[Data excerpts]
* * *

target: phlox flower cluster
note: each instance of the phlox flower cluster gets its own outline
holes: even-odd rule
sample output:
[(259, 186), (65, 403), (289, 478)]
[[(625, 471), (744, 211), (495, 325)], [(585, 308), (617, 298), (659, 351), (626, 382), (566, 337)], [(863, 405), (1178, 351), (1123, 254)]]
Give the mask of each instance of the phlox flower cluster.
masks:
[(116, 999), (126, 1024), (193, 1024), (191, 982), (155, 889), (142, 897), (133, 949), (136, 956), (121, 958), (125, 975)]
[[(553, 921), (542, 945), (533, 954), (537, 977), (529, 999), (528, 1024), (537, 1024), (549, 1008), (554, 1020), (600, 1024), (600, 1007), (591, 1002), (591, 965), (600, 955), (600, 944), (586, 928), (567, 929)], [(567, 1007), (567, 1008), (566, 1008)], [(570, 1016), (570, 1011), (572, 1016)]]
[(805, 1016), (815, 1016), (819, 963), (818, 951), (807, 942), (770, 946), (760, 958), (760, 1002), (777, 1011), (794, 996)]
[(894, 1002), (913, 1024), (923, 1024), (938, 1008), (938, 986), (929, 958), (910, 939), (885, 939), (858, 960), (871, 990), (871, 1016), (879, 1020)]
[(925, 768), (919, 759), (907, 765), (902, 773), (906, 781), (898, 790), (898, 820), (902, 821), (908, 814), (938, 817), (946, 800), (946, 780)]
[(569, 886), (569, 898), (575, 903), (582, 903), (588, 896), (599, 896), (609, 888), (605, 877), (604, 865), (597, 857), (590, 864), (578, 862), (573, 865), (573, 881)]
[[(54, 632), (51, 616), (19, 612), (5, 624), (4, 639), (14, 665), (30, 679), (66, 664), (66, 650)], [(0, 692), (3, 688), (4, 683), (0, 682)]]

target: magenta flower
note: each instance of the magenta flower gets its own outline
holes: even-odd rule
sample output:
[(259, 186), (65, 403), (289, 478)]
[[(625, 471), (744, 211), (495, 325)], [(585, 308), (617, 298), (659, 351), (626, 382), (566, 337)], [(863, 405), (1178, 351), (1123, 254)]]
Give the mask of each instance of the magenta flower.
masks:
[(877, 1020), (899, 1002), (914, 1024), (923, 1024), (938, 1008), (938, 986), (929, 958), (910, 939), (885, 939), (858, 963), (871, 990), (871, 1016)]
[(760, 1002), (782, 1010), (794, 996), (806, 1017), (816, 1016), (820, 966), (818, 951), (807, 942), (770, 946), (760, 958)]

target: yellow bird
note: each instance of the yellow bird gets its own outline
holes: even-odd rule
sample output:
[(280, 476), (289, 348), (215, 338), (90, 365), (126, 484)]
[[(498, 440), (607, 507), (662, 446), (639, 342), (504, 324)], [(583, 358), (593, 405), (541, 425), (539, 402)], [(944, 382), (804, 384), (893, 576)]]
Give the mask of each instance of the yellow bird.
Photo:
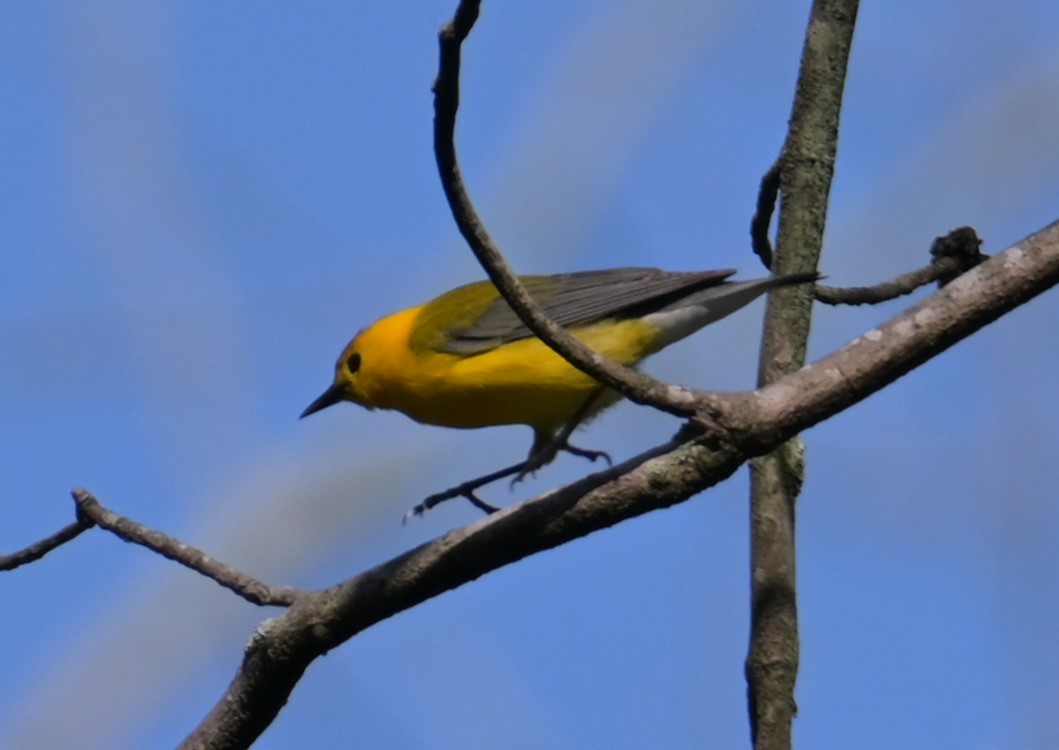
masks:
[[(600, 354), (634, 366), (769, 289), (818, 278), (728, 281), (734, 273), (614, 268), (523, 276), (522, 282), (548, 317)], [(478, 281), (362, 329), (339, 356), (334, 382), (301, 416), (351, 401), (443, 427), (533, 428), (525, 461), (431, 496), (415, 509), (421, 513), (460, 495), (490, 509), (474, 489), (512, 474), (517, 480), (560, 450), (605, 456), (567, 438), (619, 398), (534, 336), (491, 282)]]

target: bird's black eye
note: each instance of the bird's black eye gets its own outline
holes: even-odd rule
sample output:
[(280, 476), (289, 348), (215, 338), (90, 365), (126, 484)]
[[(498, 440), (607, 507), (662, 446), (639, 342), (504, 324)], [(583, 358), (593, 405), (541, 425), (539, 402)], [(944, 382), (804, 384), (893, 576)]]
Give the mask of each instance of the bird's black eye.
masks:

* * *

_Exercise details:_
Take every line above carrying "each" and return it.

_Solution for this task:_
note: each instance of the phlox flower cluster gets its own outline
Give the mask of each instance of the phlox flower cluster.
note: each instance of the magenta flower gets its own outline
Give the mask of each instance of the magenta flower.
note: each instance of the yellow bird gets its own outline
Give the mask of each instance of the yellow bird.
note: each instance of the bird's black eye gets its own outline
Give the mask of each instance of the bird's black eye.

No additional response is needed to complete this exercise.